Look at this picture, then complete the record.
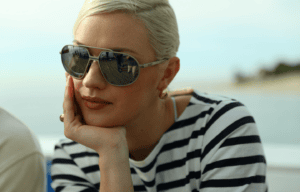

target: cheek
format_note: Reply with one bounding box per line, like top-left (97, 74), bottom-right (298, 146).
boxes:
top-left (74, 81), bottom-right (82, 92)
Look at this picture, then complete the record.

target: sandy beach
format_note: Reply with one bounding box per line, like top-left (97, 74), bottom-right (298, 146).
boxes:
top-left (170, 73), bottom-right (300, 95)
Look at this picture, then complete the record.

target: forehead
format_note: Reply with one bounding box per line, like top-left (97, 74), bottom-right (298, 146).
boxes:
top-left (75, 12), bottom-right (150, 51)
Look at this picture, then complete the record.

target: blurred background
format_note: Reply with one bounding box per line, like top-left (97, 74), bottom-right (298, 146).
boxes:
top-left (0, 0), bottom-right (300, 191)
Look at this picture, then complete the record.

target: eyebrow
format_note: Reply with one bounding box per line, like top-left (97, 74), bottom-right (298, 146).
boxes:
top-left (73, 39), bottom-right (139, 55)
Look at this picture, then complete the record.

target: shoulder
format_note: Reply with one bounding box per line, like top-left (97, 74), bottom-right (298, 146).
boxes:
top-left (176, 90), bottom-right (249, 119)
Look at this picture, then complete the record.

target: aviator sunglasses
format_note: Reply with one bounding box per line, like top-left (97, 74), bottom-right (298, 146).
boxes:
top-left (60, 41), bottom-right (168, 86)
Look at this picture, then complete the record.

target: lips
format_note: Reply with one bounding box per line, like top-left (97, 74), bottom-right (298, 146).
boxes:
top-left (82, 96), bottom-right (112, 104)
top-left (82, 96), bottom-right (112, 110)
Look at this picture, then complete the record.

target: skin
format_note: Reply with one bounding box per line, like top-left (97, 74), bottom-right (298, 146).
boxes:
top-left (63, 9), bottom-right (190, 191)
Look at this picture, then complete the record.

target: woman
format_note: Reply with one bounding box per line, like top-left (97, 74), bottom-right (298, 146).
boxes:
top-left (51, 0), bottom-right (267, 192)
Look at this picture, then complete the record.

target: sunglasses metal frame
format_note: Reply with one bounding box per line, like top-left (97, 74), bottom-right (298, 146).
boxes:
top-left (59, 45), bottom-right (169, 86)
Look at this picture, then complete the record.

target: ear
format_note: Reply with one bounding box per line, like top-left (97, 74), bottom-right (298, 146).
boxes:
top-left (157, 57), bottom-right (180, 92)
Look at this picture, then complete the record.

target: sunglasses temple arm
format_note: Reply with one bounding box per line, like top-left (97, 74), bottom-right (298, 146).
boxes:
top-left (139, 59), bottom-right (168, 68)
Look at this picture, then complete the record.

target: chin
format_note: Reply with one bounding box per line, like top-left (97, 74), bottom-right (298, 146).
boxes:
top-left (84, 117), bottom-right (125, 128)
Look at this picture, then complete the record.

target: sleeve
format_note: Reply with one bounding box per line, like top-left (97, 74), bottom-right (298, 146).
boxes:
top-left (0, 152), bottom-right (46, 192)
top-left (200, 101), bottom-right (268, 192)
top-left (51, 142), bottom-right (100, 192)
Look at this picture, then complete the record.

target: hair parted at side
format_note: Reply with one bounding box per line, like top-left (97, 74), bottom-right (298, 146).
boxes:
top-left (73, 0), bottom-right (180, 60)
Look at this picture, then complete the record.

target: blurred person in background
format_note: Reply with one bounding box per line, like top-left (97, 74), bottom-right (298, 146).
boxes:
top-left (0, 107), bottom-right (46, 192)
top-left (51, 0), bottom-right (268, 192)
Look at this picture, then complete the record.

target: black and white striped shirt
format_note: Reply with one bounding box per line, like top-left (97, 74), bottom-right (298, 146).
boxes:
top-left (51, 91), bottom-right (268, 192)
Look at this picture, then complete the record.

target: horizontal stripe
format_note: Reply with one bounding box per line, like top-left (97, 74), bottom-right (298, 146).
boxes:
top-left (51, 174), bottom-right (89, 183)
top-left (200, 176), bottom-right (266, 189)
top-left (220, 135), bottom-right (261, 148)
top-left (157, 171), bottom-right (201, 191)
top-left (164, 108), bottom-right (214, 134)
top-left (203, 155), bottom-right (266, 174)
top-left (70, 152), bottom-right (99, 159)
top-left (81, 165), bottom-right (99, 174)
top-left (192, 92), bottom-right (221, 105)
top-left (201, 116), bottom-right (254, 159)
top-left (52, 159), bottom-right (77, 166)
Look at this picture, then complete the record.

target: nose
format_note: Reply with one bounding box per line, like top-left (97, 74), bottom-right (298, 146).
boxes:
top-left (82, 60), bottom-right (107, 89)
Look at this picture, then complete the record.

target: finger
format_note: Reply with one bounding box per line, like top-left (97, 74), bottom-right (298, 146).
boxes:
top-left (63, 76), bottom-right (74, 125)
top-left (65, 72), bottom-right (70, 81)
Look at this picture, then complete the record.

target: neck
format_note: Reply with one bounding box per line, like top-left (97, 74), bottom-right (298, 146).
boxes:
top-left (126, 97), bottom-right (174, 160)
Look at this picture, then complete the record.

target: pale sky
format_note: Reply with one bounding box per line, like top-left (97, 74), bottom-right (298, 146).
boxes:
top-left (0, 0), bottom-right (300, 89)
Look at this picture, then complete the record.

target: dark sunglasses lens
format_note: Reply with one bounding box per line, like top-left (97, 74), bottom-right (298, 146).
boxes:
top-left (61, 45), bottom-right (89, 78)
top-left (99, 52), bottom-right (140, 86)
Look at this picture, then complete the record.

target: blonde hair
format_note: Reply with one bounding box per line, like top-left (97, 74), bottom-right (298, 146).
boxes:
top-left (73, 0), bottom-right (180, 60)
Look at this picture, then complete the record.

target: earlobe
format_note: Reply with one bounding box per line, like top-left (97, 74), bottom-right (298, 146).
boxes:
top-left (157, 57), bottom-right (180, 91)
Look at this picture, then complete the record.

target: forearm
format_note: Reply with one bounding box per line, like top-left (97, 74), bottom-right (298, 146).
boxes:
top-left (99, 148), bottom-right (134, 192)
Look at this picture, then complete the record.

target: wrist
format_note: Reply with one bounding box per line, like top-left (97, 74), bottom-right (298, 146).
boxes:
top-left (98, 143), bottom-right (129, 165)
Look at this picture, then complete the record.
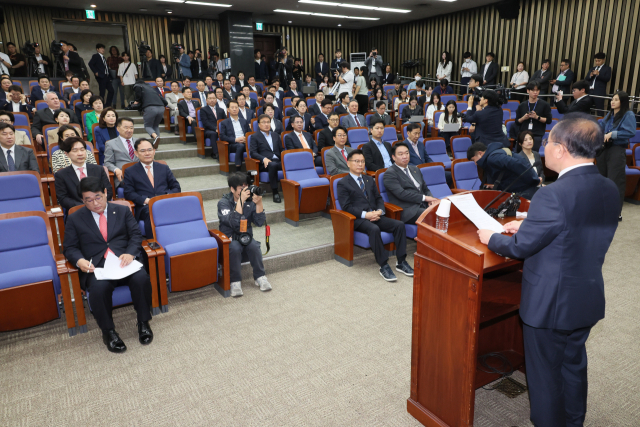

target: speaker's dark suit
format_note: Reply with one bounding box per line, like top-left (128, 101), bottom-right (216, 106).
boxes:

WORK REQUIRED - Set down all of the records above word for word, leaving out the pictures.

RESULT OF THIS EXERCISE -
Look at this picture, then complete the record.

target: cheek
format_note: Reply with one bounding box per line, like top-left (97, 74), bottom-right (298, 146).
boxes:
top-left (74, 81), bottom-right (82, 92)
Look at this picture, then complete the record.

target: sandy beach
format_note: Reply with one bounding box per line, like top-left (97, 74), bottom-right (298, 146).
boxes:
top-left (170, 73), bottom-right (300, 95)
Look at this picture, then complete the record.

target: forehead
format_note: Reply with one bounding box per line, like top-left (97, 74), bottom-right (298, 146).
boxes:
top-left (75, 12), bottom-right (150, 51)
Look at this picture, then complete the record.

target: blurred background
format_note: Reply with one bounding box per line, like top-left (97, 74), bottom-right (298, 146).
boxes:
top-left (0, 0), bottom-right (300, 191)
Look at this picture, then complete the record.

target: eyebrow
format_note: Reply with one bounding box per line, like top-left (97, 74), bottom-right (298, 146).
boxes:
top-left (73, 39), bottom-right (139, 55)
Look at this picture, then complete the record.

target: shoulder
format_note: Reply with one bounding box per line, like top-left (97, 74), bottom-right (298, 146).
boxes:
top-left (176, 90), bottom-right (249, 119)
Look at this picture, then complete the record.

target: aviator sunglasses
format_note: Reply with one bounding box per line, like top-left (97, 74), bottom-right (298, 146).
boxes:
top-left (60, 41), bottom-right (168, 86)
Look at this picture, then complete the record.

target: lips
format_note: Reply with one bounding box per line, like top-left (97, 74), bottom-right (298, 146).
boxes:
top-left (82, 96), bottom-right (112, 104)
top-left (82, 96), bottom-right (112, 110)
Look at this picture, then complete the record.

target: skin
format_note: Reply with one bounding box per line, like top-left (97, 74), bottom-right (298, 146).
boxes:
top-left (63, 9), bottom-right (190, 191)
Look at this picture, then complete the record.

target: woman
format_note: Reply with one bounding box per line, like top-left (97, 74), bottom-right (298, 146).
boxes:
top-left (51, 0), bottom-right (267, 192)
Look at this picture, then complete the record.

target: sunglasses metal frame
format_note: Reply with one bounding box per line, like top-left (97, 74), bottom-right (298, 146).
boxes:
top-left (59, 45), bottom-right (169, 86)
Look at this picture, then complete the record.

target: ear
format_note: Reply with one bounding box per line, like top-left (97, 74), bottom-right (298, 146).
boxes:
top-left (157, 57), bottom-right (180, 92)
Look at this picture, then complete the record.

target: sunglasses temple arm
format_note: Reply with one bounding box per line, like top-left (97, 74), bottom-right (298, 146).
boxes:
top-left (139, 59), bottom-right (168, 68)
Look at this picture, then complete the record.

target: chin
format_note: Reply with one bounding box per line, like top-left (97, 74), bottom-right (298, 146).
boxes:
top-left (84, 117), bottom-right (125, 128)
Look at this picture, then complete the record.

target: sleeve
format_note: Reply with one bounding box per line, like top-left (97, 74), bottom-right (298, 146).
boxes:
top-left (0, 152), bottom-right (46, 192)
top-left (200, 101), bottom-right (268, 192)
top-left (51, 142), bottom-right (100, 192)
Look at this picture, then complete the record.

target: hair parted at side
format_note: Reply with one bounding box per line, like top-left (97, 74), bottom-right (298, 146).
boxes:
top-left (73, 0), bottom-right (180, 60)
Look at this picture, then complete the record.

target: blurred person in background
format_note: Reply with one bounding box per line, like top-left (97, 74), bottom-right (298, 146).
boxes:
top-left (0, 107), bottom-right (46, 192)
top-left (51, 0), bottom-right (268, 192)
Look at this picture, then complete the record.

target: black and white striped shirt
format_note: Reply with one bounding box per line, like top-left (97, 74), bottom-right (298, 146).
boxes:
top-left (51, 91), bottom-right (268, 192)
Look at this picture, then complete the record.

target: horizontal stripe
format_note: Reply with one bounding box per line, like top-left (97, 74), bottom-right (298, 146).
boxes:
top-left (51, 174), bottom-right (89, 183)
top-left (200, 176), bottom-right (266, 189)
top-left (220, 135), bottom-right (261, 148)
top-left (157, 171), bottom-right (201, 191)
top-left (164, 108), bottom-right (214, 134)
top-left (203, 155), bottom-right (266, 174)
top-left (70, 152), bottom-right (99, 159)
top-left (81, 165), bottom-right (99, 174)
top-left (192, 92), bottom-right (221, 105)
top-left (201, 116), bottom-right (254, 159)
top-left (52, 159), bottom-right (77, 166)
Look at this picture, then complete the record.

target: nose
format_note: Reply with one bounding box per line, like top-left (97, 74), bottom-right (298, 146).
boxes:
top-left (82, 60), bottom-right (107, 89)
Look at this picture, then complete the record.

target: finger
format_note: Reply with one bounding box per line, like top-left (97, 74), bottom-right (298, 146).
boxes:
top-left (63, 76), bottom-right (74, 125)
top-left (65, 72), bottom-right (70, 81)
Look at this picture, then complete the record.

target: neck
format_note: Reply with one bounding box per line, like top-left (97, 74), bottom-right (298, 146).
boxes:
top-left (126, 97), bottom-right (174, 160)
Look at this picture, then complete the record.

target: pale sky
format_note: Reply with one bounding box per line, like top-left (97, 74), bottom-right (298, 146).
boxes:
top-left (0, 0), bottom-right (300, 89)
Look at this picture, then complete the record.

target: dark sunglasses lens
format_note: Reply with one bounding box per line, like top-left (97, 74), bottom-right (298, 146).
boxes:
top-left (61, 45), bottom-right (89, 78)
top-left (99, 52), bottom-right (140, 86)
Look at this picture, then complete the record.

target: blonde hair
format_note: Reply with one bounding box per line, like top-left (97, 74), bottom-right (298, 146).
boxes:
top-left (73, 0), bottom-right (180, 60)
Look at this picture, then complete the record.

target: earlobe
format_note: Reply with one bounding box per line, like top-left (97, 74), bottom-right (298, 146).
boxes:
top-left (157, 57), bottom-right (180, 91)
Look at this picture, then complete the record.

target: forearm
format_note: Reply with one bounding box per line, like top-left (97, 74), bottom-right (298, 146).
boxes:
top-left (99, 148), bottom-right (134, 192)
Look at this picture, then complete the record.

target: wrist
format_note: Reply with one bounding box per line, like top-left (97, 74), bottom-right (298, 146).
boxes:
top-left (98, 143), bottom-right (129, 165)
Look at this picture, then complete the record.

target: speaker's dark suit
format_note: Reply with one bounding box per line, like top-left (128, 101), bottom-right (216, 106).
boxes:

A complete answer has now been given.